Please continue the forum thread on watching Yankees baseball in Dubai, picking up after its final post.

Start of Selected extract

# Where can I watch NY Yankee baseball?



## MikeBrooklyn (Mar 9, 2012)

Hoping to find a bar to watch American baseball games at when I move to Dubai in June. 
Thanks.
Mike


----------



## hubbly_bubbly (Oct 17, 2010)

I like you, Mike.

Your first post and out of the infinite cultural, historical, geographical, social and political musings that you could possibly dream about Dubai and/or things to do in Dubai and the greater ME... is where to find a Yankees game.

Cool.


----------



## fcjb1970 (Apr 30, 2010)

Sorry Mike, it's a really tough place for a baseball fan. The only option on TV is to get a package with Fox sports which will broadcast a few games a week. But they only include Fox sports on the most expensive packages because they know Americans will suck it up to watch some sports.

The only real option I think is to watch through MLB.tv (Watch Live Baseball Online, Stream MLB Games with MLB.TV | MLB.com: Subscriptions. 

I did not do this last year, but planned on trying it this season. I got the NFL streaming for the playoffs with my du service and the picture quality was excellent and I am hoping this will be the same. As a guy who used to watch/listen/attend well over 100 games a year, last year was pretty tough.

End of Selected extract
Start of Records shown

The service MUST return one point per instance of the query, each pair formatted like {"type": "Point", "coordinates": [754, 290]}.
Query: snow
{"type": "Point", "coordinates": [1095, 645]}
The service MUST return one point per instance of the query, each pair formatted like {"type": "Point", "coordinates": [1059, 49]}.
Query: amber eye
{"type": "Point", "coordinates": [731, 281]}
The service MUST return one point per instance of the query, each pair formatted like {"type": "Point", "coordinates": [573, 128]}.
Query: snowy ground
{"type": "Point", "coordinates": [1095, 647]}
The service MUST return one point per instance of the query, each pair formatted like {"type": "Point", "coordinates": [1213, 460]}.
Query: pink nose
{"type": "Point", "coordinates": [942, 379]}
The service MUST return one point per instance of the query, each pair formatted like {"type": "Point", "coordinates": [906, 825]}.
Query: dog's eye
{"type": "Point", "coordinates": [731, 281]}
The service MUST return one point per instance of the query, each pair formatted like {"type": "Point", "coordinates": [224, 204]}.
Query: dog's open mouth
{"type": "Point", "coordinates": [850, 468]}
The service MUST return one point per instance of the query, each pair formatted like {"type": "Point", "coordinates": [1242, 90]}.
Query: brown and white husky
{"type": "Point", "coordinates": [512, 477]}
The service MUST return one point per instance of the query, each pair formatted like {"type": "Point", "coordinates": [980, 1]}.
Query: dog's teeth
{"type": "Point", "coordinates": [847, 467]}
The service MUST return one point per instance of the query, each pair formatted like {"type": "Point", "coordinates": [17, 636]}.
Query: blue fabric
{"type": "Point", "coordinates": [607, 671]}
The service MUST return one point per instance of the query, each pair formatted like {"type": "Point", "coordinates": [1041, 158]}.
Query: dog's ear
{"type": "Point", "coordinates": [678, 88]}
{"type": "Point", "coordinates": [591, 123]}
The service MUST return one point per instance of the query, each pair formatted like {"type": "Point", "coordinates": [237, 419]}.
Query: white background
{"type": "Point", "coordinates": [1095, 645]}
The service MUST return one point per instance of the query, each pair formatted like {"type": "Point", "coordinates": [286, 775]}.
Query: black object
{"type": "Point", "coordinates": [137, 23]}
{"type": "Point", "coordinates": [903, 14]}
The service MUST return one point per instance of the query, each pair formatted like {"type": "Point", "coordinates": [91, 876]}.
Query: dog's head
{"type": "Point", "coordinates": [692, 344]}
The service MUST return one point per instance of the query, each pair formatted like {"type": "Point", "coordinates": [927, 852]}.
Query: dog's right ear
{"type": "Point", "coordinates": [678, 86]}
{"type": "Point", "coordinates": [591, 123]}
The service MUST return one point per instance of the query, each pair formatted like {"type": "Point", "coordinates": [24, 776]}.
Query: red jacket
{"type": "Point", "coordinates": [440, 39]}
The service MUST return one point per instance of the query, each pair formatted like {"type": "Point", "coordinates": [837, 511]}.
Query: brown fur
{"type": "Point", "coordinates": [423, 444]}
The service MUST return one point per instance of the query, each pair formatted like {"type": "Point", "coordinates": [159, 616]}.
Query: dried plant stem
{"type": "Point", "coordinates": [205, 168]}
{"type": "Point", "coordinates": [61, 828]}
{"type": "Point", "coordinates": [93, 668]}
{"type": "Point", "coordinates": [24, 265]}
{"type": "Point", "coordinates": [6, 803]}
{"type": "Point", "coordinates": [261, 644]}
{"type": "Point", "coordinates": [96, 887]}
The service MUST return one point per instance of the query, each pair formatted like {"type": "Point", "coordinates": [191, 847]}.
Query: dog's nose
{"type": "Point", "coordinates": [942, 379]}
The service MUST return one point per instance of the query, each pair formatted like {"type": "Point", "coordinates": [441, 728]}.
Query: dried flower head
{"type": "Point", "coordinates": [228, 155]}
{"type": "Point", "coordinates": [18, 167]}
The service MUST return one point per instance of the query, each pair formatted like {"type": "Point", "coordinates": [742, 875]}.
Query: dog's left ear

End of Records shown

- Expected answer
----------



## miami_hurricanes (Sep 23, 2010)

MikeBrooklyn said:


> Hoping to find a bar to watch American baseball games at when I move to Dubai in June.
> Thanks.
> Mike


I watched all the Bombers games on MLB.tv last season. Great AV HD quality. Unless you're a night owl you'll be watching the games over breakfast the following morning.


----------



## motojet (Mar 11, 2008)

You can always buy a Slingbox too, I use that for college football etc.


----------



## Jynxgirl (Nov 27, 2009)

Sling box is the best advice. Am a NFL nut and watched the games this year through parents direct tv network online. Think was 50$ for the regular season. Not sure if they have something similar for baseball or not, or if you have family that has a cable company that offers this. 

Get a good internet speed regardless.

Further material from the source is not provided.